### REQUIREMENT
Convert the listing, from the line containing "Every <instance> contains" up to and including the line containing "positive clicks: (48, 219) (148, 221)", into a Markdown table with the columns Row and Line, omitting blank lines.

### EXTRACTED ENTRIES
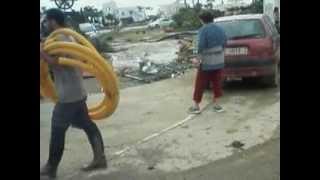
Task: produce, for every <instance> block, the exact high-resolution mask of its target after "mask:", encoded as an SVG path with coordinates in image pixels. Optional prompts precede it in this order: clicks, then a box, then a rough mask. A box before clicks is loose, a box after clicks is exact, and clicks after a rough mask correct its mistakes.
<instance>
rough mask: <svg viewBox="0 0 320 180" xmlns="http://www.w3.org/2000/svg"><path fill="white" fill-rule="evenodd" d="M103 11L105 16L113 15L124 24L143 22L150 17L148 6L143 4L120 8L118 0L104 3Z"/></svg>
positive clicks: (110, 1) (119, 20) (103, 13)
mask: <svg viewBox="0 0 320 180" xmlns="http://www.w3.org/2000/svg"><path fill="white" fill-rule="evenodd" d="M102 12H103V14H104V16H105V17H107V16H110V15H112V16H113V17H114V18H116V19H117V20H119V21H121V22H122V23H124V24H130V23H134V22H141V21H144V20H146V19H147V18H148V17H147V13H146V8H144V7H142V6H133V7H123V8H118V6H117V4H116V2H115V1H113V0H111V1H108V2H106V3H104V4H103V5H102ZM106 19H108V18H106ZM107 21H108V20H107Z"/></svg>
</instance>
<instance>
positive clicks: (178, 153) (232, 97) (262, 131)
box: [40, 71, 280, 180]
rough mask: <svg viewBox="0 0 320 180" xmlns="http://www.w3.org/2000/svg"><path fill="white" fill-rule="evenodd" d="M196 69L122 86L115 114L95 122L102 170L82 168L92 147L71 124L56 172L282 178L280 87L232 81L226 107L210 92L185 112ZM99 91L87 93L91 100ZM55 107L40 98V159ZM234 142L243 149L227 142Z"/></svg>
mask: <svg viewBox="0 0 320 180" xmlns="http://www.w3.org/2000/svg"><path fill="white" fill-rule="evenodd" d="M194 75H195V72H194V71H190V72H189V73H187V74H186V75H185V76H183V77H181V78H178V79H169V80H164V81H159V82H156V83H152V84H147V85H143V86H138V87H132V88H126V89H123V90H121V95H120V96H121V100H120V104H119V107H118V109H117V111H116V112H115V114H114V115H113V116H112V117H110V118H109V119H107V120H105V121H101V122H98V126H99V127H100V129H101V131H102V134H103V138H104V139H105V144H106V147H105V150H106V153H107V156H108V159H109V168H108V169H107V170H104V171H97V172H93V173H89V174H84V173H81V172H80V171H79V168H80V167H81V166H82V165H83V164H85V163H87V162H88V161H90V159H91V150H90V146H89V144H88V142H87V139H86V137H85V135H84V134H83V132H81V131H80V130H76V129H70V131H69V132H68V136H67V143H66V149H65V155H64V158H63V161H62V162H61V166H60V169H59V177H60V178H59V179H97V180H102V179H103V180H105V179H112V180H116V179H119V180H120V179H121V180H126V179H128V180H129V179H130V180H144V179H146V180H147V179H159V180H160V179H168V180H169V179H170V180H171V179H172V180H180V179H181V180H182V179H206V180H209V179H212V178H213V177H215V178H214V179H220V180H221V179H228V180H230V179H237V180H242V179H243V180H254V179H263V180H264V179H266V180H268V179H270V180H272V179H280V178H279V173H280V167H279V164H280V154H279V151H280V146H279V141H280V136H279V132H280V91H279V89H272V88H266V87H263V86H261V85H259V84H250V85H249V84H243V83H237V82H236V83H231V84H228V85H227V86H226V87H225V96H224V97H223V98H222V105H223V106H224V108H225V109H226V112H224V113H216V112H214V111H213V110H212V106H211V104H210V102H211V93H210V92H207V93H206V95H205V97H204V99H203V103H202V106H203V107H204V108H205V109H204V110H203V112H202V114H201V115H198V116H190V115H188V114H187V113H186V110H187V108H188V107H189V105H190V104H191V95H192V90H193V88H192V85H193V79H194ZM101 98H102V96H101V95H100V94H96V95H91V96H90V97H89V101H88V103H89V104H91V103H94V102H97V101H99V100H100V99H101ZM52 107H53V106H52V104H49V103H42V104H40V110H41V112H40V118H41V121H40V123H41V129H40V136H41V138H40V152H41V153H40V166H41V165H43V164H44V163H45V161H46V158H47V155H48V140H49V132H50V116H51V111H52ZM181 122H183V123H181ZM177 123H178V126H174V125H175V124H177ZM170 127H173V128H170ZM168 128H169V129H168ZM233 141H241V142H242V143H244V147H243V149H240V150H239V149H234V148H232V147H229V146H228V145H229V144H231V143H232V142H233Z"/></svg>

* * *

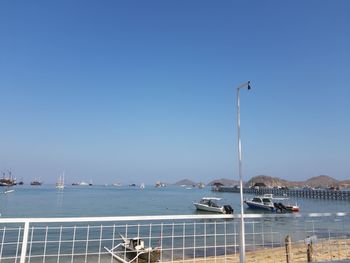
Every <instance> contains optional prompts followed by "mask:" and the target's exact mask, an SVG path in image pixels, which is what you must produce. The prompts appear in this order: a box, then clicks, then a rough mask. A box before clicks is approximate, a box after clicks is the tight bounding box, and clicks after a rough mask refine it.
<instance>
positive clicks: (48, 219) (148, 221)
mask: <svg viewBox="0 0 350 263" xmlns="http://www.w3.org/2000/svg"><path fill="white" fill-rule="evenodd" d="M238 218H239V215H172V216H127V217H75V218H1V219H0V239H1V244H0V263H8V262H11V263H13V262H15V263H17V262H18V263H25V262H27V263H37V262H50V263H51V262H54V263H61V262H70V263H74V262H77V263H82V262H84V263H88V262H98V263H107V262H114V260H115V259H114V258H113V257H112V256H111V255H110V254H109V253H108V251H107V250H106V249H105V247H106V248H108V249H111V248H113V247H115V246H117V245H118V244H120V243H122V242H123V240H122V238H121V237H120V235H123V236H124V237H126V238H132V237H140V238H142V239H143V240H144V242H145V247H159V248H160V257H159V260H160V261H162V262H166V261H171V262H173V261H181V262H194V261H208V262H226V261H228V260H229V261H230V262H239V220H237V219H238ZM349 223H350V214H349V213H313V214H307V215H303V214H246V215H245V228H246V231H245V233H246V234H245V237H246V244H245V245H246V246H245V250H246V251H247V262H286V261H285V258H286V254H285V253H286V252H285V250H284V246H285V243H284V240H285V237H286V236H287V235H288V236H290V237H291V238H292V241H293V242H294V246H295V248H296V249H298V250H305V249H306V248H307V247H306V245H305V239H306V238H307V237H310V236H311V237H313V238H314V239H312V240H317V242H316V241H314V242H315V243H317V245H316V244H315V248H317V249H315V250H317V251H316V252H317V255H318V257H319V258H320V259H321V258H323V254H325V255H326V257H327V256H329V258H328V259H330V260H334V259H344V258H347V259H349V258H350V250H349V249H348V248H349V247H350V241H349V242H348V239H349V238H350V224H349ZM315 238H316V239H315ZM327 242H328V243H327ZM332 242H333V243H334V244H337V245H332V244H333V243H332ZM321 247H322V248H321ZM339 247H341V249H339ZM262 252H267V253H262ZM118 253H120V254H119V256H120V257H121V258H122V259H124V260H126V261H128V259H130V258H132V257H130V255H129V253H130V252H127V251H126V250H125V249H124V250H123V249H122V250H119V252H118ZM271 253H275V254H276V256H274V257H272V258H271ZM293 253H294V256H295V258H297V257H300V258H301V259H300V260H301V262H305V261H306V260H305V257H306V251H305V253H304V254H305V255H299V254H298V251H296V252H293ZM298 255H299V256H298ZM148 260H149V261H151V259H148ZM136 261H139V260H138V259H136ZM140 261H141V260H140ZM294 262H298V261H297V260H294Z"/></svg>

### FINISHED TASK
| Row | Line |
|---|---|
| 1 | Every <instance> contains optional prompts followed by "mask:" and the target's exact mask, an SVG path in image pixels, which is what you must produce. The prompts appear in this order: a box, then clicks, then a rough mask. A box before clicks is approximate, a box after clicks is the tight bounding box, and clicks after a rough mask refine it. |
| 2 | <instance> |
| 3 | positive clicks: (48, 219) (148, 221) |